YOUR OBJECTIVE => Lines from the one containing "Using the photo shown above, find the waterfront." through the last line of the data are to be repeated word for word, both ends included.

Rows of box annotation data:
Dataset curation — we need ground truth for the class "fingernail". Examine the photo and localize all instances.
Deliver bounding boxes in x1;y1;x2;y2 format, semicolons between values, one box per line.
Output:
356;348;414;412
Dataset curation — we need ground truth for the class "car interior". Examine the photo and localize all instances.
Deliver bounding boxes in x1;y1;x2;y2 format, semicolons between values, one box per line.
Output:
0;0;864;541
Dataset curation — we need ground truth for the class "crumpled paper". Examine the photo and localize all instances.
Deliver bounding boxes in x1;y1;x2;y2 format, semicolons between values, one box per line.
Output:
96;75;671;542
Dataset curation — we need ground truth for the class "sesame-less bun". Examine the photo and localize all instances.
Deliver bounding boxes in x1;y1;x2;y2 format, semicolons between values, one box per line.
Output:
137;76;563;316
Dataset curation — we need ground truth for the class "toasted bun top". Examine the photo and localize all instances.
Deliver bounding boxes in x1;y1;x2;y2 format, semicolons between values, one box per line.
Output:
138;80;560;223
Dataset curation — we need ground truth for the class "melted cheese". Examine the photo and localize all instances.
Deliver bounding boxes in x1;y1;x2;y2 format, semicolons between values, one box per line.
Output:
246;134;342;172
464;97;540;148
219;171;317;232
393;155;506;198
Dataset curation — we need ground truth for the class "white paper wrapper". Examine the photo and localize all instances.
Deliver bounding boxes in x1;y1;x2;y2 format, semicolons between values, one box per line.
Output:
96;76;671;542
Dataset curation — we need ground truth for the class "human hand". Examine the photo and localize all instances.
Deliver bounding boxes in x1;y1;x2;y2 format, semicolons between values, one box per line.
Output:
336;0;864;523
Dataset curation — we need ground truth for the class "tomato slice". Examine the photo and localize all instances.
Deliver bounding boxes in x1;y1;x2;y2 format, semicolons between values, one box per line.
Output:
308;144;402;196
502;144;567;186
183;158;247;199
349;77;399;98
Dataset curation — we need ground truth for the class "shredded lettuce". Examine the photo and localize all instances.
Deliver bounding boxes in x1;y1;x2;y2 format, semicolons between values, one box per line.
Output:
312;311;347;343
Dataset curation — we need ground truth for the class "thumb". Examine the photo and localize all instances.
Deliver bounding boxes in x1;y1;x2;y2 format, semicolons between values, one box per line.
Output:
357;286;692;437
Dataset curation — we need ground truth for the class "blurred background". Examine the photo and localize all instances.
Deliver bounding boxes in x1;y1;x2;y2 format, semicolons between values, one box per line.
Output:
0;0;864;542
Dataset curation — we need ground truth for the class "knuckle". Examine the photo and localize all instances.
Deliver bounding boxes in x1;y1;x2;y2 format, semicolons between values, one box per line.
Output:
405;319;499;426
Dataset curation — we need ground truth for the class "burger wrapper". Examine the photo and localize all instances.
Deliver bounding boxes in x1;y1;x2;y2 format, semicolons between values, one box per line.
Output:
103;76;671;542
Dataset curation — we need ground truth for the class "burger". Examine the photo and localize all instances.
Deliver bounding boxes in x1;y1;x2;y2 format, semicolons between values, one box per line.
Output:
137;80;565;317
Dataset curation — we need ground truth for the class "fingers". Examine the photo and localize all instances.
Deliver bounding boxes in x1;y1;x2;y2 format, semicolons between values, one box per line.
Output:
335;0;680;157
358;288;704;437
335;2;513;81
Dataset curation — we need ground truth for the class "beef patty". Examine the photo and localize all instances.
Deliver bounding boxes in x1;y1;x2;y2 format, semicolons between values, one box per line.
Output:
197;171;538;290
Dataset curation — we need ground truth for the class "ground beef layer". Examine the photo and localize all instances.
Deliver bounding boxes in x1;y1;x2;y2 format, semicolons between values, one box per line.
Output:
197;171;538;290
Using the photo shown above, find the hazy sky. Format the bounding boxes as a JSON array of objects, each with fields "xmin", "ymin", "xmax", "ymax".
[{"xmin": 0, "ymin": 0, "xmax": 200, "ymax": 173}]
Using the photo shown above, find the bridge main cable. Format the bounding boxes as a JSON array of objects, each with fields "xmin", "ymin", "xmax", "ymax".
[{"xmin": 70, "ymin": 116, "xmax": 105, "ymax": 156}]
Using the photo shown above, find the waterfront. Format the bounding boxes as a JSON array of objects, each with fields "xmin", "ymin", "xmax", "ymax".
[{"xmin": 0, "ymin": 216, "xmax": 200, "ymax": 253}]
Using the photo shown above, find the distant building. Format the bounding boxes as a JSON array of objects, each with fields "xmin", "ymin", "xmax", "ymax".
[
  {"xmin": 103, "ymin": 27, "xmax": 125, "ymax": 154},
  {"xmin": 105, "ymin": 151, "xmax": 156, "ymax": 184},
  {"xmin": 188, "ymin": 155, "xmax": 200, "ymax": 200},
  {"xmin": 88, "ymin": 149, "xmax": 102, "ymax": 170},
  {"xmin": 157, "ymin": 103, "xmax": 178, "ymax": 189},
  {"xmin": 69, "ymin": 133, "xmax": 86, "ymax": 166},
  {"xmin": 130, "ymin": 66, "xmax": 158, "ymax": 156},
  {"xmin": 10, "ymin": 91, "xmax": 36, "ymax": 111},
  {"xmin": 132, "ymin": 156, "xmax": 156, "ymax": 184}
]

OUTPUT OF THE TASK =>
Using the photo shown above, find the waterfront. Format the bounding boxes as a JSON array of objects, each with fields "xmin", "ymin", "xmax", "ymax".
[{"xmin": 0, "ymin": 216, "xmax": 200, "ymax": 253}]
Using the photo shown above, find the distant building. Format the bounding boxes as a JSON array of objects, each with fields "xmin", "ymin", "xmax", "ymax".
[
  {"xmin": 103, "ymin": 27, "xmax": 125, "ymax": 154},
  {"xmin": 105, "ymin": 151, "xmax": 156, "ymax": 184},
  {"xmin": 188, "ymin": 155, "xmax": 200, "ymax": 200},
  {"xmin": 88, "ymin": 149, "xmax": 102, "ymax": 170},
  {"xmin": 157, "ymin": 103, "xmax": 178, "ymax": 189},
  {"xmin": 69, "ymin": 133, "xmax": 86, "ymax": 166},
  {"xmin": 130, "ymin": 66, "xmax": 158, "ymax": 156},
  {"xmin": 10, "ymin": 91, "xmax": 36, "ymax": 111},
  {"xmin": 132, "ymin": 156, "xmax": 156, "ymax": 184}
]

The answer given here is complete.